## YOUR TASK
Restate the entries below exactly. Images are not part of the copy.

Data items
Start of Block

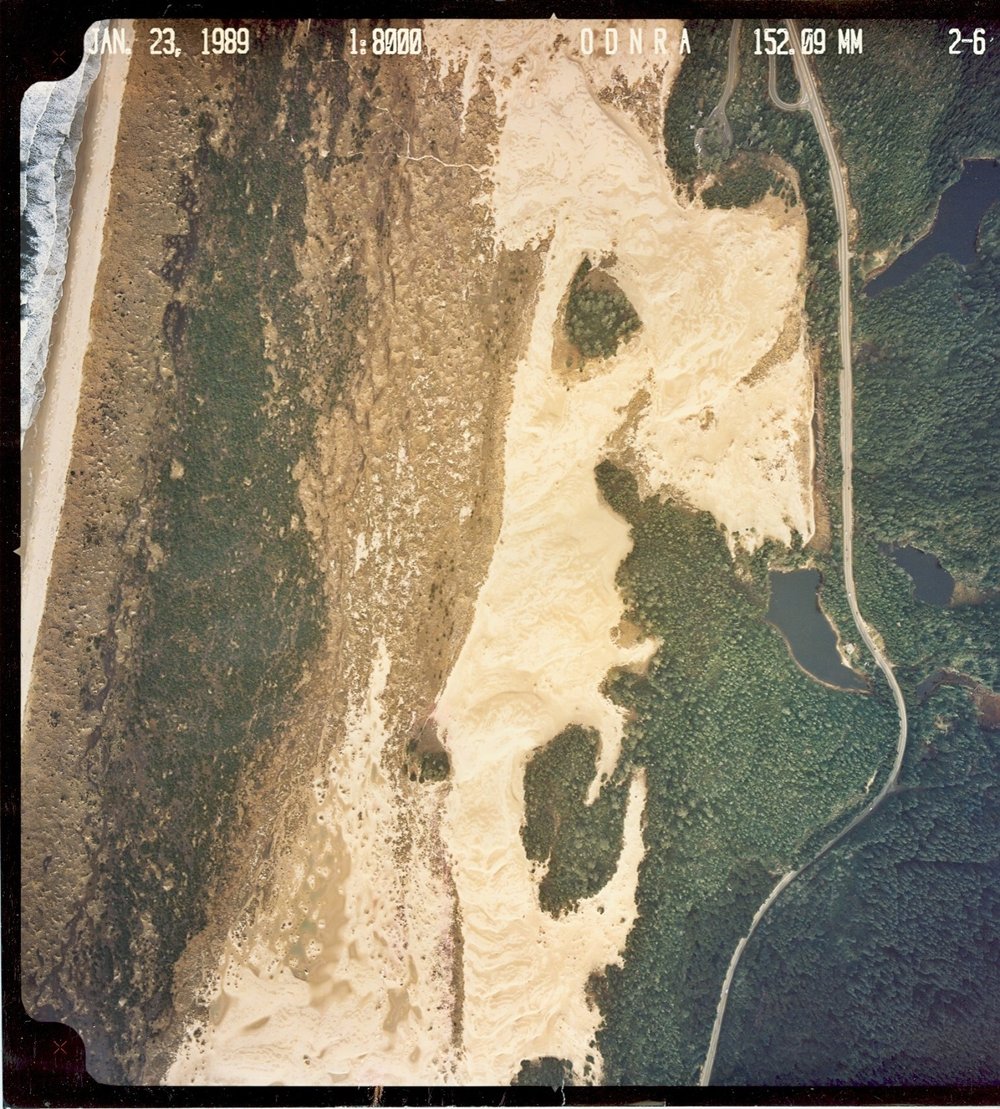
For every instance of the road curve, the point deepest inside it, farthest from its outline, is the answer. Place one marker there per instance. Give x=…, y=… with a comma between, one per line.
x=732, y=72
x=810, y=102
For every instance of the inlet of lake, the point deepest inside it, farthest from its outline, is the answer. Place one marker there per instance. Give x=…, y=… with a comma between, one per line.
x=795, y=611
x=955, y=229
x=931, y=581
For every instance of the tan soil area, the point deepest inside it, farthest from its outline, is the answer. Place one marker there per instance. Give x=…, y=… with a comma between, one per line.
x=48, y=445
x=374, y=928
x=120, y=367
x=348, y=968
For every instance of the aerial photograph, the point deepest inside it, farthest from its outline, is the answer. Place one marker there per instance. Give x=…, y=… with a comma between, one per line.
x=510, y=557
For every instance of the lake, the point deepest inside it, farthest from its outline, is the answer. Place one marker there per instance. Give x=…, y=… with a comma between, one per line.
x=955, y=229
x=795, y=611
x=931, y=581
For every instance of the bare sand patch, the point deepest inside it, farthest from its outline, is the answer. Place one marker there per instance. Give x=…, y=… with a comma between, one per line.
x=435, y=962
x=49, y=443
x=715, y=291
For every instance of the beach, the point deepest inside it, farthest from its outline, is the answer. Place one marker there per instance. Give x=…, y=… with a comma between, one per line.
x=48, y=444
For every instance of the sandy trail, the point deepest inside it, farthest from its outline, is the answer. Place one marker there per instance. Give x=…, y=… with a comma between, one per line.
x=49, y=443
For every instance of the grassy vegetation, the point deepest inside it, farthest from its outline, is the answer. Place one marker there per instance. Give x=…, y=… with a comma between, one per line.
x=907, y=112
x=745, y=758
x=234, y=603
x=746, y=181
x=544, y=1071
x=580, y=844
x=598, y=315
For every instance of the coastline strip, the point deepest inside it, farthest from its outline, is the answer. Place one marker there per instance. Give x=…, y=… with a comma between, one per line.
x=49, y=441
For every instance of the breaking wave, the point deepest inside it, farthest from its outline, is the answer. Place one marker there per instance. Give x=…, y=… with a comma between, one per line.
x=51, y=129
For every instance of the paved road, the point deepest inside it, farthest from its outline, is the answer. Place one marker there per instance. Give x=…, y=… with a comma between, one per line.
x=732, y=72
x=810, y=102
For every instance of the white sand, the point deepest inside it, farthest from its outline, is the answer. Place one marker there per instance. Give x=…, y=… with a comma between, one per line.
x=46, y=457
x=715, y=290
x=343, y=989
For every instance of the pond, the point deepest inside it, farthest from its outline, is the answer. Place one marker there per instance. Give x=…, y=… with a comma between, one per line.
x=955, y=229
x=795, y=611
x=931, y=581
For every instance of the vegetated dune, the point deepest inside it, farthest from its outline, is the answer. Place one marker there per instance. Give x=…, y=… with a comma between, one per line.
x=447, y=969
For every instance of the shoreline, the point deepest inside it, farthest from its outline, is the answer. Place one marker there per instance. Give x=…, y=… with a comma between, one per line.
x=48, y=444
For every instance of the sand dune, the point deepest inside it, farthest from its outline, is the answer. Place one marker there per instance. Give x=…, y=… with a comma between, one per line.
x=712, y=399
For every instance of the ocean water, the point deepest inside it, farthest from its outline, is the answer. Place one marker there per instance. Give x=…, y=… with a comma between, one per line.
x=51, y=129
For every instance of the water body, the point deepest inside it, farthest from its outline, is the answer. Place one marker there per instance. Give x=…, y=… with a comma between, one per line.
x=955, y=229
x=795, y=611
x=931, y=581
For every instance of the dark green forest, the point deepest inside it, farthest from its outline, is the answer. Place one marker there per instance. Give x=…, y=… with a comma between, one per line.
x=745, y=759
x=883, y=964
x=598, y=315
x=235, y=601
x=879, y=966
x=907, y=112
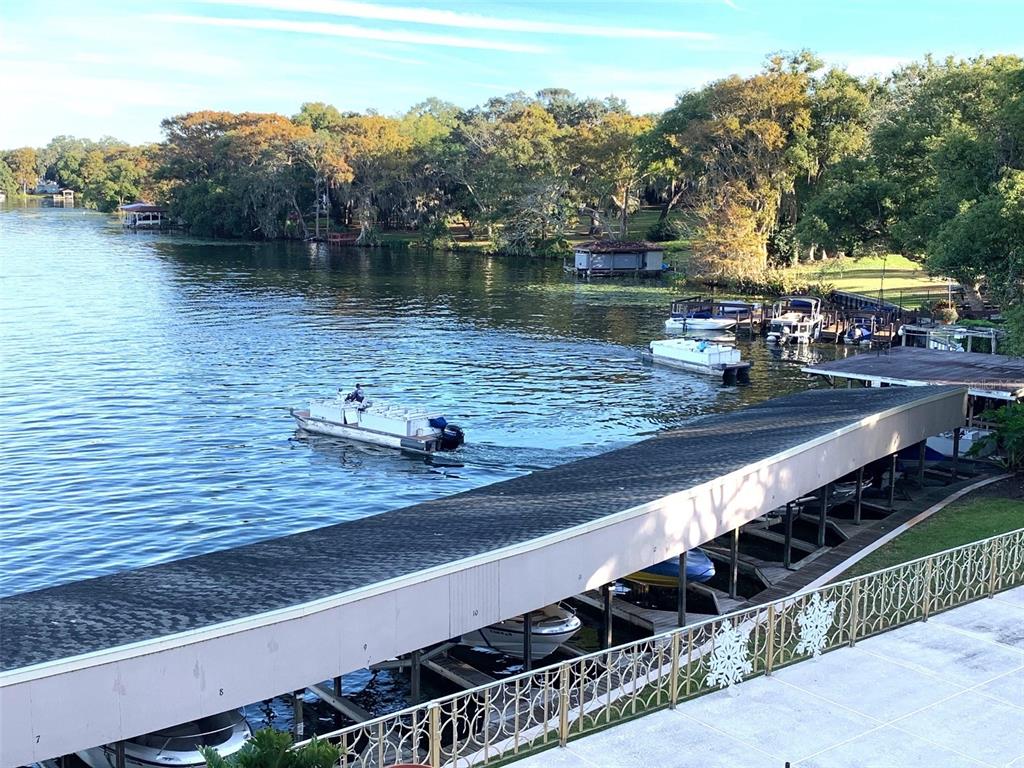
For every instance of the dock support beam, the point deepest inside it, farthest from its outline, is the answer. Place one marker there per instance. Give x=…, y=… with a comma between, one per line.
x=858, y=496
x=527, y=640
x=787, y=547
x=606, y=624
x=298, y=726
x=955, y=452
x=414, y=677
x=681, y=597
x=922, y=446
x=734, y=562
x=823, y=515
x=892, y=482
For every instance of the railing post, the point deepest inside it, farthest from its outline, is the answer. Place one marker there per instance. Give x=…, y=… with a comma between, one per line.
x=854, y=611
x=926, y=598
x=563, y=704
x=674, y=685
x=993, y=565
x=434, y=721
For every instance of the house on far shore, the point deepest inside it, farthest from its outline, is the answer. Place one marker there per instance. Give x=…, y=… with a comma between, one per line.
x=607, y=258
x=143, y=215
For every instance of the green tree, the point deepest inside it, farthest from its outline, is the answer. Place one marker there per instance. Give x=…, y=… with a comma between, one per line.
x=271, y=749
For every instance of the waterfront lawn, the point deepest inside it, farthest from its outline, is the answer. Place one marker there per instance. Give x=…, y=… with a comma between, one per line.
x=905, y=283
x=963, y=522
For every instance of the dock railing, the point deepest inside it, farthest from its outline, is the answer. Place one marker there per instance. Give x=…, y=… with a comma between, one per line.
x=553, y=705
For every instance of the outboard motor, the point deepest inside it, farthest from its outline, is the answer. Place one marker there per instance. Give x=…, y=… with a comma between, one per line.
x=452, y=437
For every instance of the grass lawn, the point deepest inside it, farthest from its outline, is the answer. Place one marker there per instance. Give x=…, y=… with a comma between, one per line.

End of Block

## RESULT
For every instance of the road curve, the point deepest inside it, farthest from its outline, is the answer. Place one marker there per instance. Give x=…, y=… with a comma between, one per line.
x=732, y=72
x=810, y=102
For every instance of the inlet of lake, the point deepest inside it, farthest from its outline, is the answer. Place one marker there per instance. Give x=…, y=… with a comma between, one per line.
x=795, y=611
x=955, y=229
x=931, y=581
For every instance of the tan soil area, the point deepest inside it, farthest from its outline, is the answer. Place one marker there per instance. Give x=…, y=… with a comma between, one per line.
x=48, y=445
x=374, y=928
x=120, y=367
x=348, y=968
For every instance of the aerial photograph, the point deepest inside it, farthest from its outline, is the answer. Place one marker there per instance. Give x=…, y=… with a comma between, one per line.
x=510, y=557
For every instance of the lake, the point deepest inside it, farthest from its outline, is the answer. Place one marker there per instance. Give x=…, y=… with a comma between, one per line.
x=955, y=229
x=795, y=611
x=931, y=581
For every instance of the bare sand patch, the point deepest inside it, farthest from its outline, is the answer. Place one marker there per instance. Give x=…, y=… with a comma between, one per line.
x=435, y=962
x=49, y=443
x=715, y=291
For every instance of the beach, the point deepest inside it, farthest from its outline, is the answer. Place one marker there per instance. Give x=…, y=… with a comma between, one per line.
x=48, y=444
For every instance of the sandy trail, the point deepest inside it, farthest from its outline, is the answer. Place one marker there per instance. Give x=…, y=… with a comma between, one per line.
x=49, y=443
For every instance of the grassy vegetation, the point deepest inside it, farthest from its outline, is the answer. Place one marker there per instance. Give x=…, y=… with a comma between, one per line.
x=907, y=112
x=745, y=758
x=234, y=603
x=746, y=181
x=544, y=1071
x=580, y=844
x=598, y=315
For every instance of the coastline strip, the point deepest inside it, farthest from its outline, is the answer. Place one marker there per instance. Give x=…, y=… with a comma between, one per line.
x=49, y=441
For every instance of the breaking wave, the point deepest inside it, farthest from its outline, is the answer. Place one marker there per instance. Give x=…, y=… with a comma between, one per line.
x=51, y=129
For every instance of the paved road, the point deepest inside it, farthest from its outline, is the answer. Place one marker there per instance. Give x=…, y=… with a comma between, one per line.
x=732, y=72
x=810, y=102
For every instance of the white sand, the point deepest inside it, farthest from its outline, is the answer. Place one marker there per instance. Give x=…, y=… with a comma between, one per line.
x=46, y=457
x=715, y=290
x=343, y=989
For every instance of the pond, the point deepest inside it, farthest from its outline, is the answer. Place one marker there per instance. Give x=…, y=… with a comma between, one per line.
x=955, y=229
x=795, y=611
x=931, y=581
For every instance of the vegetated dune, the point deepest inside it, farthest from its outline, is the answer. Place one marker there per instance. Give x=…, y=… with a comma between, one per line.
x=447, y=969
For every instance of the shoreline, the point deepest inside it, farthest from its outline, is the answer. Place one marker there per instance. Give x=…, y=… with a comma between, one per line.
x=48, y=444
For every instance of the sand dune, the point deepest inside it, farthest from its outline, is the answer. Place one marker there per instance. Give x=…, y=… with a comma between, one per line.
x=712, y=399
For every instance of the ocean water, the point deepest inside it, farthest from its outline, is the answer. Place one marker there per instance. Give x=…, y=… with a comma between, one per line.
x=51, y=129
For every instance of the water body, the point deepest inside it, farthest from its outline, is the answer. Place one marker there per instance. Give x=…, y=… with a comma between, one per line.
x=955, y=229
x=795, y=611
x=931, y=581
For every instance of the dark green forest, the point deepest inside it, farthest from its outline, is the answer. Place one marker there per instance. Give x=…, y=… with a comma between, one per line.
x=745, y=759
x=883, y=964
x=598, y=315
x=235, y=601
x=879, y=966
x=907, y=112
For every instance of the dock support beam, the point deepest inside it, farthest from its outline, is the answer. Place one marker there per instance. Give x=…, y=… with a comma between, one per line.
x=858, y=496
x=527, y=640
x=787, y=547
x=606, y=624
x=298, y=726
x=955, y=452
x=414, y=677
x=681, y=597
x=922, y=446
x=734, y=562
x=823, y=515
x=892, y=482
For every instance of the railing post, the point deepest inside it, farthest from its outline, is the answer. Place one marker there per instance. Give x=…, y=… with a comma between, one per line.
x=854, y=611
x=926, y=598
x=563, y=704
x=674, y=685
x=993, y=565
x=434, y=721
For every instance of the house on far shore, the point deepest inside it, farthest from its outline, is the answer. Place one marker there per instance. Give x=…, y=… with a comma between, one per line.
x=607, y=258
x=143, y=215
For every instance of the green tree, the point deepest inside it, farthest from its outline, is the answer. Place one marker there per instance. Give x=…, y=… with a comma between, one per line.
x=271, y=749
For every instance of the waterfront lawn, the point deepest inside it, farthest from its outline, is the answer. Place one marker there per instance. Give x=…, y=… with a comma between, one per line.
x=905, y=283
x=963, y=522
For every instance of the dock railing, the point deepest inside it, farthest from its outline, is the answer. Place one marker there per instance. Give x=…, y=… with a comma between, one per line.
x=553, y=705
For every instance of the outboard motor, the point deepest inside it, farthest from its outline, is the answer. Place one marker there per instance. Give x=…, y=… with a comma between, one per line.
x=452, y=437
For every instance of the grass lawn, the point deepest inside it, farthest from its outline, is the answer. Place one marker there per instance. Give x=…, y=… with a comma between, one per line.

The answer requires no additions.